Given records:
• • • • • • •

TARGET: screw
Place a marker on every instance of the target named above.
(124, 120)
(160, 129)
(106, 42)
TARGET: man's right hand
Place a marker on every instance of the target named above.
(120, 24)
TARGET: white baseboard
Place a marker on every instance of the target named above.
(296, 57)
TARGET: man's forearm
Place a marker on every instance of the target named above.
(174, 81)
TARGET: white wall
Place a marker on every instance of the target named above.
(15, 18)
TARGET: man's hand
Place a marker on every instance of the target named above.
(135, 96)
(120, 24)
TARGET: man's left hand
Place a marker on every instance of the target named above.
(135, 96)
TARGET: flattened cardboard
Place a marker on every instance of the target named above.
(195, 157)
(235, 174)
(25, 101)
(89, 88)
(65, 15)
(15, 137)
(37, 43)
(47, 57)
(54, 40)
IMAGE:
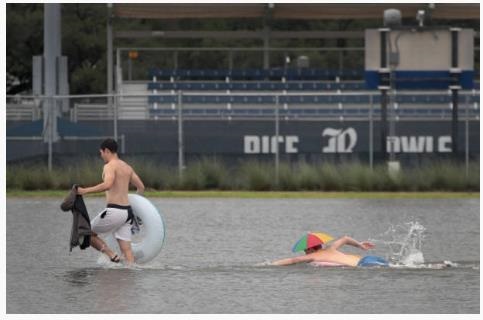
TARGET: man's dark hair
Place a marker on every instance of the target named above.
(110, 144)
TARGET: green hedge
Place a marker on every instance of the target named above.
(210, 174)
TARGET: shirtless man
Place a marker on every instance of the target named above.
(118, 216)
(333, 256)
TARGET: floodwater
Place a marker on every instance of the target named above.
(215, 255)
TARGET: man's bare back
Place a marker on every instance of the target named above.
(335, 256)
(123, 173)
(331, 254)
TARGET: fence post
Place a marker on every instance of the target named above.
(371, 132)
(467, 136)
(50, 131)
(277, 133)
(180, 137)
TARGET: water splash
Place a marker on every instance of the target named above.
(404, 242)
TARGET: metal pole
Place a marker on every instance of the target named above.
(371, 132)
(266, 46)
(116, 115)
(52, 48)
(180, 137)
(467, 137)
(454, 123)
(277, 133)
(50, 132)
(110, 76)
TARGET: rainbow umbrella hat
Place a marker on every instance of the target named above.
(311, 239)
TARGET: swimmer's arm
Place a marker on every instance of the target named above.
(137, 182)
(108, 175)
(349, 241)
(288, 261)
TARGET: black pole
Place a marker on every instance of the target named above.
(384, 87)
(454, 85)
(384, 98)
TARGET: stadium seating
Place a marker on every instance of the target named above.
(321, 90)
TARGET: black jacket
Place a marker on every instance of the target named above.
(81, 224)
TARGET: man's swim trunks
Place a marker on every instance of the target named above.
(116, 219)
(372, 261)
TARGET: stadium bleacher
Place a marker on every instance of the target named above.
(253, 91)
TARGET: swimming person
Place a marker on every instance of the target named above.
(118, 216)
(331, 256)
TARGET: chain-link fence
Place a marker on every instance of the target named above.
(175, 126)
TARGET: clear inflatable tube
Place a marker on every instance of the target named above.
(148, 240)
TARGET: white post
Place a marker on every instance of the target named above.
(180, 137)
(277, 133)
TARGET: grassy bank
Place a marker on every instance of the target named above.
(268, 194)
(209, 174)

• • • • • • •

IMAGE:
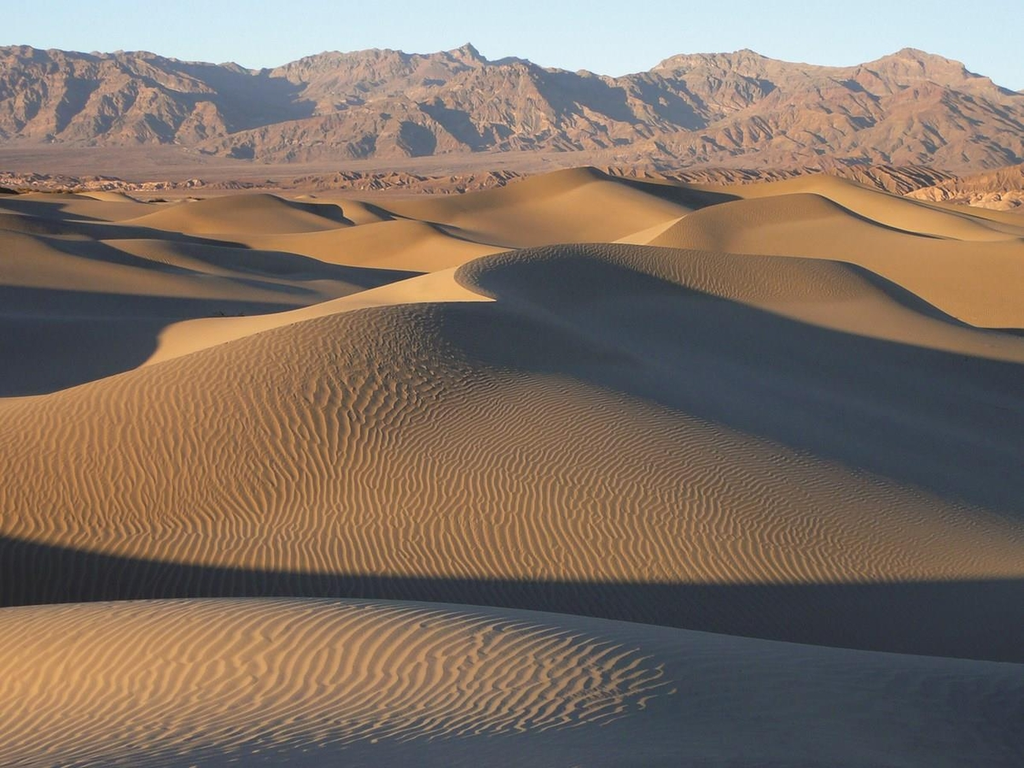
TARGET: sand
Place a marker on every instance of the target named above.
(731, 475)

• • • • • • •

Given instruction: Please pull out every line of the material above that contains the word "white", treating uppercase and lowercase as different.

Right answer:
TARGET: white baseboard
TARGET: white wall
TARGET: white post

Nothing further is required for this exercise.